### Zu erledigende Aufgabe
Schreib bitte den Abschnitt der Daten wortgetreu ab, der mit ihrer ersten Zeile beginnt und mit der Zeile endet, die "[[1100, 555], [1206, 648]]" enthält, beide Enden eingeschlossen.

Einträge des Datensatzes

= = = =

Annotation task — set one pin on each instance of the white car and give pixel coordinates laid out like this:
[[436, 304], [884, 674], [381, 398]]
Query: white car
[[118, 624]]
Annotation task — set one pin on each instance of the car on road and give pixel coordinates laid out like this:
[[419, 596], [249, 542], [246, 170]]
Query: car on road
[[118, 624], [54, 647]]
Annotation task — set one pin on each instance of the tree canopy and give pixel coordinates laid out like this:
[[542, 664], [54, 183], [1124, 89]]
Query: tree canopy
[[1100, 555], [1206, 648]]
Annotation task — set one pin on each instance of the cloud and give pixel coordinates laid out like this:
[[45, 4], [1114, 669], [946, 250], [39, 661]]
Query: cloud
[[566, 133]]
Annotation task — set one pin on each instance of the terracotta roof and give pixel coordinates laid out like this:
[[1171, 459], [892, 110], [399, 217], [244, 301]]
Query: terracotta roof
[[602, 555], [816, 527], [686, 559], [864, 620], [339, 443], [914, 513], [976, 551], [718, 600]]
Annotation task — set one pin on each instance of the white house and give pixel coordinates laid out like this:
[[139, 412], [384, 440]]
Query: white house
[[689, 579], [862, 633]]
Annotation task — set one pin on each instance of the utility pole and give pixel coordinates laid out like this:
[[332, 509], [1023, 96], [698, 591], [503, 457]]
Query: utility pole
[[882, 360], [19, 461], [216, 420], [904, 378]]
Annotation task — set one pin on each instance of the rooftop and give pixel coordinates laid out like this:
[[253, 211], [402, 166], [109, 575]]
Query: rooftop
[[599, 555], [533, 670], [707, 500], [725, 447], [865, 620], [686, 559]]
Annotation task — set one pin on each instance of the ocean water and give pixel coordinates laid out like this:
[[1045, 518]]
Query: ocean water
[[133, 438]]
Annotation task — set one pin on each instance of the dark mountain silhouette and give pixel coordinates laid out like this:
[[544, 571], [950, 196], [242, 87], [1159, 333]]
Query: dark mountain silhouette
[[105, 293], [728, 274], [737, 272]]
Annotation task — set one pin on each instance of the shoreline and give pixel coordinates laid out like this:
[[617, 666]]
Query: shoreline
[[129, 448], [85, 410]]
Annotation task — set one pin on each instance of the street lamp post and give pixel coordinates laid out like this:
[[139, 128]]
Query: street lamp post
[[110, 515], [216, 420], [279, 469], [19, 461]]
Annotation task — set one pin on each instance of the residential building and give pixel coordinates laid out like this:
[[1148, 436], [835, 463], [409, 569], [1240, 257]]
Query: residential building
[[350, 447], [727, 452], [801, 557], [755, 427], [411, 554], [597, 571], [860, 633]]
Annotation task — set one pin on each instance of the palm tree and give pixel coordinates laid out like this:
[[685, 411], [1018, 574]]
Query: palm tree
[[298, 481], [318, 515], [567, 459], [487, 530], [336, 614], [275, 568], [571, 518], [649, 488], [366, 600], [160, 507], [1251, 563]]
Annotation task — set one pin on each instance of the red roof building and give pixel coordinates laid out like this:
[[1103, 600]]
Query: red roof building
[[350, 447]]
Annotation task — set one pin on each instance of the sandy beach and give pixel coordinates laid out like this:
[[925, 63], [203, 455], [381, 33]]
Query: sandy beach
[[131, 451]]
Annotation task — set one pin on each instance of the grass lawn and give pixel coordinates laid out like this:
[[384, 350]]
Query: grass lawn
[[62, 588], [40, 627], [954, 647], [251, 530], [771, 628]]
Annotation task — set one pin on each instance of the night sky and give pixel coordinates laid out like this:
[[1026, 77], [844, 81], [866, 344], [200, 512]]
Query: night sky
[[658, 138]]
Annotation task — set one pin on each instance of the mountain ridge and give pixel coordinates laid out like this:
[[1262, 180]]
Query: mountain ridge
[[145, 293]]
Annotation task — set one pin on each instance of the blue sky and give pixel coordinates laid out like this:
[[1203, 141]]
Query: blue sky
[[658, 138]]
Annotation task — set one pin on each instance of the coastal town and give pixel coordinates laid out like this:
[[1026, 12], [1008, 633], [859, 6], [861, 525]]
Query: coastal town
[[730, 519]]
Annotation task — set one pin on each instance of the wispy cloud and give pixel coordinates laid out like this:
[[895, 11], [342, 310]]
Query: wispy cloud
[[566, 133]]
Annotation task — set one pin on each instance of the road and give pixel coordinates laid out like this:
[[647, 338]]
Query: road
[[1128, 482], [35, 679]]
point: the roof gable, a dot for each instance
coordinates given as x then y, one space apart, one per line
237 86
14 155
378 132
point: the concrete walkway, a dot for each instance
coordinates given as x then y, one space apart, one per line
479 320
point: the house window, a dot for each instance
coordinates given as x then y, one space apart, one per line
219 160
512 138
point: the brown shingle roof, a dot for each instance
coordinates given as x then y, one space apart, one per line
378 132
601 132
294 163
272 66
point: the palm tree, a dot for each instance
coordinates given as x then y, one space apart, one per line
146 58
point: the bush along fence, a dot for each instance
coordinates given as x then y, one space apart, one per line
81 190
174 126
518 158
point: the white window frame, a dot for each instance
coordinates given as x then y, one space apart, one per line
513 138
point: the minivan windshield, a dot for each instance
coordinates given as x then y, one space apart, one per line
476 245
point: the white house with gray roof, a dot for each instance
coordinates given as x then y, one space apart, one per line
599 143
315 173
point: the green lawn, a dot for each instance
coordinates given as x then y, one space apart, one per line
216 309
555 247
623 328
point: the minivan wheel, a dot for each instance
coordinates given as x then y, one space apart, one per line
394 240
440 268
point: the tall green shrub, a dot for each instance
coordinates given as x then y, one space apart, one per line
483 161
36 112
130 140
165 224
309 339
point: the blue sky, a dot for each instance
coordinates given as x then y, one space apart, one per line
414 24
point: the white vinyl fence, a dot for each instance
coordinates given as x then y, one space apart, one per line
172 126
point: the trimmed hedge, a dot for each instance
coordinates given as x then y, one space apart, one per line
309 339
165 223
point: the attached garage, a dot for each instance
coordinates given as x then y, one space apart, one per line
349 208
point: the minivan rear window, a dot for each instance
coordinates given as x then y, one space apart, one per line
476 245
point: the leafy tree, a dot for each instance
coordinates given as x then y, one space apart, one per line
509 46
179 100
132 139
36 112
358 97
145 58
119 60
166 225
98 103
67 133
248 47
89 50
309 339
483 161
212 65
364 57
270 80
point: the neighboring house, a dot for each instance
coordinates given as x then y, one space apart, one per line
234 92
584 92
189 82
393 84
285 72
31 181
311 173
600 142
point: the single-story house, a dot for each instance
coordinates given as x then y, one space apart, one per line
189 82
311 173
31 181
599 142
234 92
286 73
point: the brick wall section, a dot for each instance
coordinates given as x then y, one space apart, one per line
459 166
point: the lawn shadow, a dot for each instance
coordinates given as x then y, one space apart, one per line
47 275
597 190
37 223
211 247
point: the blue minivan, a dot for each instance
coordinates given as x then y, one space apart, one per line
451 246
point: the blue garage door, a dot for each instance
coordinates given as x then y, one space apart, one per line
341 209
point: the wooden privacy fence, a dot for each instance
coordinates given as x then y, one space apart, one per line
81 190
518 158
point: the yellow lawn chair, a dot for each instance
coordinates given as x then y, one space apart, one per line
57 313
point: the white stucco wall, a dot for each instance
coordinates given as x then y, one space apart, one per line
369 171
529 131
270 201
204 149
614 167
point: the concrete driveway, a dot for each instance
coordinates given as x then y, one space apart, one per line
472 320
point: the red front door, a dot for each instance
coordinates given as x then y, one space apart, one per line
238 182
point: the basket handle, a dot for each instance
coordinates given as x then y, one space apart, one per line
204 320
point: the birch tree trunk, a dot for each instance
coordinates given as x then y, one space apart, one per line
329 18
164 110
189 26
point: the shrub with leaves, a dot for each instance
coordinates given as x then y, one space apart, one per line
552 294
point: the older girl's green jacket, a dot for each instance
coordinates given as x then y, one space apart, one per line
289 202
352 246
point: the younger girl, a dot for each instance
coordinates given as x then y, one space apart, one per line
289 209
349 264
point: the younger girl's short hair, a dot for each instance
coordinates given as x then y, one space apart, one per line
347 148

= = = =

### Lösung der Aufgabe
Annotation task — set one pin on each instance of the white car and give pixel coordinates laid out like this:
[[436, 304], [884, 674], [381, 398]]
Query: white car
[[118, 624]]
Annotation task — set one pin on each instance of the car on road and give pixel coordinates laid out like this:
[[419, 596], [249, 542], [246, 170]]
Query: car on road
[[118, 624], [54, 647]]
Annotation task — set one pin on each instance of the tree canopy and give pixel coordinates laid out like this:
[[542, 664], [54, 183], [1124, 89]]
Query: tree canopy
[[1100, 555], [1206, 648]]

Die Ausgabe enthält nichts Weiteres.